**Task instructions:**
Reproduce, word for word, every line starting at the line that contains "In this exercise you will indicate every instance of the banner" and ending with the final line of the entries.

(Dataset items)
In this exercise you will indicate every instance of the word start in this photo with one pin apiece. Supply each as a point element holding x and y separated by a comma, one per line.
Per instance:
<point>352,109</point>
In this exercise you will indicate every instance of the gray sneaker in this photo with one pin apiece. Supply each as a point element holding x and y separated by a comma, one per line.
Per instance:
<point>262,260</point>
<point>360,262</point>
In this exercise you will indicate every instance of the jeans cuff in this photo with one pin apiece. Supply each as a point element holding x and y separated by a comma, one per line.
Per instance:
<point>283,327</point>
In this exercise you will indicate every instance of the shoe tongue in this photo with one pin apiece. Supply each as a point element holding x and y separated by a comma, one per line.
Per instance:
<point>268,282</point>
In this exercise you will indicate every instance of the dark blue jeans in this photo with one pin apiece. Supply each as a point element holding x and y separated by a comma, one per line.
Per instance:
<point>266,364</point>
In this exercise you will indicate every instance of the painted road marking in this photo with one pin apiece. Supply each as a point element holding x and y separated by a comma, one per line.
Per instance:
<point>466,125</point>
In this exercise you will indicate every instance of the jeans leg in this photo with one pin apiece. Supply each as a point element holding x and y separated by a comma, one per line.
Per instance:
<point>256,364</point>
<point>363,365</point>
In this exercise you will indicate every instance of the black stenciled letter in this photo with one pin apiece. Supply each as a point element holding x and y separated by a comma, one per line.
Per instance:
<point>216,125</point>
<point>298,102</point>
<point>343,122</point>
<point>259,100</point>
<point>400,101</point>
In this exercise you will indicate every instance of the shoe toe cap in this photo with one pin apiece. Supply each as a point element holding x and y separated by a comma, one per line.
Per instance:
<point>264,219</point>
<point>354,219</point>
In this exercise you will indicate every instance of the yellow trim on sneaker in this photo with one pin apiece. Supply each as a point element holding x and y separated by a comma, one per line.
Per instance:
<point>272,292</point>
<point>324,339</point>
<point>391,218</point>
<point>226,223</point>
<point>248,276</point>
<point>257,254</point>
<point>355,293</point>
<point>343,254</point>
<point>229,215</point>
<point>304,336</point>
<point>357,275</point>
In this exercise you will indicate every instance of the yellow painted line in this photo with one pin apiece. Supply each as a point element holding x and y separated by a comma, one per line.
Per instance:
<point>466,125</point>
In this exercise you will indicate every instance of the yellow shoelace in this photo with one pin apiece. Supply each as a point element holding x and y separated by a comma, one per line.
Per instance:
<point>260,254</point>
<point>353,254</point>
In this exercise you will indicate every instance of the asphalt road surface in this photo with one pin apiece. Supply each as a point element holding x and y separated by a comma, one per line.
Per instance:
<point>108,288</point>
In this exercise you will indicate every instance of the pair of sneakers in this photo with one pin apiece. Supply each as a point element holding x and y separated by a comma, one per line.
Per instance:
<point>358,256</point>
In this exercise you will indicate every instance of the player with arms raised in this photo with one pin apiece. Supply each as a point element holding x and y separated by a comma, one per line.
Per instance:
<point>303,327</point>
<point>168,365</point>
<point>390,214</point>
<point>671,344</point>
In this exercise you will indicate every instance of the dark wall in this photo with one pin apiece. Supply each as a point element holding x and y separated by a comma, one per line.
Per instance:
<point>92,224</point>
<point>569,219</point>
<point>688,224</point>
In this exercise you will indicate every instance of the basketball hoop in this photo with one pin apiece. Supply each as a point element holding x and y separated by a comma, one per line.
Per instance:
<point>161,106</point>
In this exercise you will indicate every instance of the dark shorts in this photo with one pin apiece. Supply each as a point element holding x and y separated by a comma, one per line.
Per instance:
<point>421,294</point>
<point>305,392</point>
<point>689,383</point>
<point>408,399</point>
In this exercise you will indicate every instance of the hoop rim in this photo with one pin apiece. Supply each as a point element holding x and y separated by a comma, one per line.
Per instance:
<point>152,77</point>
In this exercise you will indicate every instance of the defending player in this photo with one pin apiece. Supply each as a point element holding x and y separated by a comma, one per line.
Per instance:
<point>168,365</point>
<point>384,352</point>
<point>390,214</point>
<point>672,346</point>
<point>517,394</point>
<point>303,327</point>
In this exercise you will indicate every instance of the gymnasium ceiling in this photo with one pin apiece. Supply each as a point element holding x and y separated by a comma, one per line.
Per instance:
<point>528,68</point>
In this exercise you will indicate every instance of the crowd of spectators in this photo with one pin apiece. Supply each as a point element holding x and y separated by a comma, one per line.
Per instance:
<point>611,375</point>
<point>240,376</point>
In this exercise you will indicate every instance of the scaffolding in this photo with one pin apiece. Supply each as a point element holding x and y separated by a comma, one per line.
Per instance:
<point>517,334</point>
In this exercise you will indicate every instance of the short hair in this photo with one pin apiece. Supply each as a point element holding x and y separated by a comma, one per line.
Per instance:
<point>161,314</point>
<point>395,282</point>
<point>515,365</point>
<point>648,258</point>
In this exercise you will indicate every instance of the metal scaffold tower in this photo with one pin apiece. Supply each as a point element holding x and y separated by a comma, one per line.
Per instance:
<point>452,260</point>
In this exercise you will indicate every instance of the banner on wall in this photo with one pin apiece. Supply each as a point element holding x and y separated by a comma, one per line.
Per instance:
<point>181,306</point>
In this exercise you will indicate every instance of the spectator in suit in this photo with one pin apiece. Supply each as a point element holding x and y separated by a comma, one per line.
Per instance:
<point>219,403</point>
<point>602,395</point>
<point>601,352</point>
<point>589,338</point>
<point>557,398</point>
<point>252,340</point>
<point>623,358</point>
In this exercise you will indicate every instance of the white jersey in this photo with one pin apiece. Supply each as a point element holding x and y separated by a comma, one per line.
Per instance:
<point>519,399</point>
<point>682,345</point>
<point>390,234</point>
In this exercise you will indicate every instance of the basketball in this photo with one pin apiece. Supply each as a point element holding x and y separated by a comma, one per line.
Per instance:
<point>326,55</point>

**Problem solution:**
In this exercise you will indicate every instance of the banner on wall in this photo with one pin apiece. Supply each as a point element holding x and y separated by a comma, one per line.
Per instance:
<point>181,306</point>
In this exercise you will indicate every instance of the spectator in suit in this photo with one pin apiece. Supply each as a point element holding x and y separated by a comma, one per line.
Per instance:
<point>219,403</point>
<point>602,395</point>
<point>601,352</point>
<point>589,338</point>
<point>557,398</point>
<point>252,340</point>
<point>623,358</point>
In this exercise you will indicate every instance of the white jersey in this photo with one pin apiece. Supply each as a point element holding x and y separated by a comma, one per line.
Per instance:
<point>519,399</point>
<point>682,345</point>
<point>390,234</point>
In this exercise you will indicate every instance of the basketball in this photo with one pin apiece. Supply each as a point element holding x and y separated by a comma, one per line.
Per instance:
<point>326,55</point>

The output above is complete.